*** Opening of Selected passage ***

FACT CHECK: Did Johns Hopkins Publish This List Of ‘Alternative’ Cancer Treatments?
A Facebook post purportedly shows a statement from Johns Hopkins Hospital about alternative treatments for cancer besides chemotherapy.
Johns Hopkins did not release this information. The hospital has refuted the attribution.
The Feb. 27 Facebook post allegedly contains “CANCER INFORMATION from Johns Hopkins” detailing different alleged treatments for cancer besides chemotherapy.
“After Years Of Telling People Chemotherapy Is The Only Way To Try And Eliminate Cancer, Johns Hopkins Is Finally Starting To Tell You There Is An Alternative Way,” the post reads, in part.
The post goes on to list 16 supposed “facts” about cancer and different purported ways to treat it including doing deep breathing exercises, eating a “diet made of 80% fresh vegetables and juice, whole grains, seeds, nuts and a little fruits,” avoiding eating meat products and learning to have “a loving and forgiving spirit.”
Johns Hopkins did not publish the lengthy statement in the Facebook post. A search of Johns Hopkins’ Sidney Kimmel Comprehensive Cancer Center (SKCCC) website turned up no results for the list of alternative cancer treatments shared in the post. In fact, the SKCCC published on its website a statement addressing a version of the claim that was sent via email.

*** Close of Selected passage ***

[What you need to do] Using the fact check, decide whether each statement is accurate: (a) the Facebook post lists 16 supposed "facts" about cancer; (b) the Facebook post is dated March 27; (c) a search of the SKCCC website found the list of alternative cancer treatments. Answer yes or no for each, and quote the words from the fact check that decide it. The entries that come next are separate material with no connection to the fact check.

*** Opening of Excerpted data ***

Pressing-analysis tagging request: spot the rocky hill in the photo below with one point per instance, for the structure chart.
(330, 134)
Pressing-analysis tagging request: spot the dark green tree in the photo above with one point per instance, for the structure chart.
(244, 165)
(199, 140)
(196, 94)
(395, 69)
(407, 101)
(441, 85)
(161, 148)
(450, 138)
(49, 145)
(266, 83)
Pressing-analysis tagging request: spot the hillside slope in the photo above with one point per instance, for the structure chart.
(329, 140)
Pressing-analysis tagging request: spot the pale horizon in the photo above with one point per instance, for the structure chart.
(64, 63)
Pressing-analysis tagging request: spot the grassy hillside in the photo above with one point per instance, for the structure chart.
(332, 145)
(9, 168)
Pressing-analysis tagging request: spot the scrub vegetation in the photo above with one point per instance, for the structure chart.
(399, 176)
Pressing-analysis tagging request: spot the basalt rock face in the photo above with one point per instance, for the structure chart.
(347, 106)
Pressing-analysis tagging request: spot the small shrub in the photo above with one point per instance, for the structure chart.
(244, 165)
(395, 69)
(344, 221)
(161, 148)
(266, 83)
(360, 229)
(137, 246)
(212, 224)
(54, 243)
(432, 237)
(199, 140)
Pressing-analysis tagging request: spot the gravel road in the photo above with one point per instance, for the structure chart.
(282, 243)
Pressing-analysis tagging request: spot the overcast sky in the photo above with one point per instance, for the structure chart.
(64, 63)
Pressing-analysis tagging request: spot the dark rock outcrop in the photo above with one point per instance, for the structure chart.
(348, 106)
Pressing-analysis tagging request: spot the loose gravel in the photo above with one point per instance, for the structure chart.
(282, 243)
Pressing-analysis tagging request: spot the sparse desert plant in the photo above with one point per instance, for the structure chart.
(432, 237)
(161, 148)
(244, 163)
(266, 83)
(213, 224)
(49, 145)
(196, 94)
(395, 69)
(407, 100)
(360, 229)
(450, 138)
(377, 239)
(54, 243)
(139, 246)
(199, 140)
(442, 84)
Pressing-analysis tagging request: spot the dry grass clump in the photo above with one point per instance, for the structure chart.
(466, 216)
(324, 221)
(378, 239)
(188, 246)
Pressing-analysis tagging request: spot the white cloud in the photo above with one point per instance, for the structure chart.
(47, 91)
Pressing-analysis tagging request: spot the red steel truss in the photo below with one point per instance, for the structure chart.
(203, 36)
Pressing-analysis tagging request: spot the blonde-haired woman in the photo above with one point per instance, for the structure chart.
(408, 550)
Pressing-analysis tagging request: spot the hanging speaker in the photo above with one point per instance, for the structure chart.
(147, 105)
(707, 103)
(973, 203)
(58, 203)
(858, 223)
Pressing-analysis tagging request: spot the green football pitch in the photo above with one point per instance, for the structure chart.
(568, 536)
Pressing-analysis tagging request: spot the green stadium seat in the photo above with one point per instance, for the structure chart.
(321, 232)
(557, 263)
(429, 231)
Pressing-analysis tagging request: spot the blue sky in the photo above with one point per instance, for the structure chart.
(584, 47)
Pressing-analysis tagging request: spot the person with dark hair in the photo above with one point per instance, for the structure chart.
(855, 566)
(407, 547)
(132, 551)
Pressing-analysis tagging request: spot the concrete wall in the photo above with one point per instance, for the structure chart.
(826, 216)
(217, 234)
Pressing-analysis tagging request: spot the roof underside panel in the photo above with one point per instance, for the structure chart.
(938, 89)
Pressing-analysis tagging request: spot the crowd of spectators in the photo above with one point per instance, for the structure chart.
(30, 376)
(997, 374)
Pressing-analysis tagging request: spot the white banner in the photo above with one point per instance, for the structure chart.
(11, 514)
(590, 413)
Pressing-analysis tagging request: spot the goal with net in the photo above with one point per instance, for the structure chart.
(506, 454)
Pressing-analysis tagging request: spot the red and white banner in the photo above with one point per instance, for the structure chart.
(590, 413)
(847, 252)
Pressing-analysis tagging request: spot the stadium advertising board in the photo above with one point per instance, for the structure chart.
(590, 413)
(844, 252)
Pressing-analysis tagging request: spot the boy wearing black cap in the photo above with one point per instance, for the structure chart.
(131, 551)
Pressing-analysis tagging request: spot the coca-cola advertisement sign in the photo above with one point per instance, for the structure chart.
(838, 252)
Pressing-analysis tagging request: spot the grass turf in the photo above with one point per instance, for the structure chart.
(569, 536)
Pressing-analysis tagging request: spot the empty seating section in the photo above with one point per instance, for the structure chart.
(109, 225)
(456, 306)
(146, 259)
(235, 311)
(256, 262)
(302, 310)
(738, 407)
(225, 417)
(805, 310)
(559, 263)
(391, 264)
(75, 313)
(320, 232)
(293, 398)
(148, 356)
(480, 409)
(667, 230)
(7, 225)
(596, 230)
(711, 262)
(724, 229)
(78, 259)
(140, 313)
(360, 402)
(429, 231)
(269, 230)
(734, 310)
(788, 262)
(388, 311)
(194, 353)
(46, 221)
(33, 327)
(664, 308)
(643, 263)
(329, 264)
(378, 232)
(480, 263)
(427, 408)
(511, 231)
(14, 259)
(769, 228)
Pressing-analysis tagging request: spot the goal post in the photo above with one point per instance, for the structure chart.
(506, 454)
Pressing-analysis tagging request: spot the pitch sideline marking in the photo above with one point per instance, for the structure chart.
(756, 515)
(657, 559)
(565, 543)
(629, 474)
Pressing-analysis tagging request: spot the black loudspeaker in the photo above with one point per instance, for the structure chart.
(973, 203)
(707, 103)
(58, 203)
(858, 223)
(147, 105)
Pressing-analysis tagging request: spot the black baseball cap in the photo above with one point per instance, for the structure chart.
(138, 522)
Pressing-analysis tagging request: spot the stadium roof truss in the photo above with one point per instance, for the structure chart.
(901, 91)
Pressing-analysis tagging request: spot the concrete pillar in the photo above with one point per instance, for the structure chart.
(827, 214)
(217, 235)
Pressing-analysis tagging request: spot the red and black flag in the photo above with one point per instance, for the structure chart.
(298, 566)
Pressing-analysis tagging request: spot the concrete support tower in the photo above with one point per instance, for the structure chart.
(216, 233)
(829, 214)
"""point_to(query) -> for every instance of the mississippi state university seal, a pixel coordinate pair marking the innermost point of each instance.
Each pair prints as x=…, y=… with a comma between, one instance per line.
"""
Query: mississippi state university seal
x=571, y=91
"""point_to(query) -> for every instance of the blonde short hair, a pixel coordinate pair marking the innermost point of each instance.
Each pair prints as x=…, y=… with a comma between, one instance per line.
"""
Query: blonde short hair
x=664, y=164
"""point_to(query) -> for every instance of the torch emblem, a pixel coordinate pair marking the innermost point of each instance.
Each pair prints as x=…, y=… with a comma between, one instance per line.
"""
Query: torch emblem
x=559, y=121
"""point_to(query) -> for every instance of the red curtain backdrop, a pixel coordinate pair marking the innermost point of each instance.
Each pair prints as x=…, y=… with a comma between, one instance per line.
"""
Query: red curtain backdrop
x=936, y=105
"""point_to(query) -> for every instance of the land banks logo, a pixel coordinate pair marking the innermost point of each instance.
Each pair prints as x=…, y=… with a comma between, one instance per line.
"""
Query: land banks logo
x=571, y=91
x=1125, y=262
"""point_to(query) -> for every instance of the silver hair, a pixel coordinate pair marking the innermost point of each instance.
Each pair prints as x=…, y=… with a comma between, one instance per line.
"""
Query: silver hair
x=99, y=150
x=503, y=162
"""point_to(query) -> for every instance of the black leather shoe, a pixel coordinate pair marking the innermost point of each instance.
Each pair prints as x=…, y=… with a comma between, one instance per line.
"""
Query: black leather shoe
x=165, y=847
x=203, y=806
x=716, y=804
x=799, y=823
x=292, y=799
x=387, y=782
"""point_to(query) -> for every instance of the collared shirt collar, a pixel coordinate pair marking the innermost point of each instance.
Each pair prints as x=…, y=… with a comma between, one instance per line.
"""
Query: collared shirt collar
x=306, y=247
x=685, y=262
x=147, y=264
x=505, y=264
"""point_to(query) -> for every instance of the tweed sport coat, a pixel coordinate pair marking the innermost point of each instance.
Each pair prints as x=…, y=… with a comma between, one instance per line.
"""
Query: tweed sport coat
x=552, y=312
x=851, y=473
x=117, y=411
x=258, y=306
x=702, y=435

*** Close of Excerpted data ***

[The completed task]
(a) Yes: "The post goes on to list 16 supposed “facts” about cancer"
(b) No: "The Feb. 27 Facebook post"
(c) No: "turned up no results for the list of alternative cancer treatments shared in the post"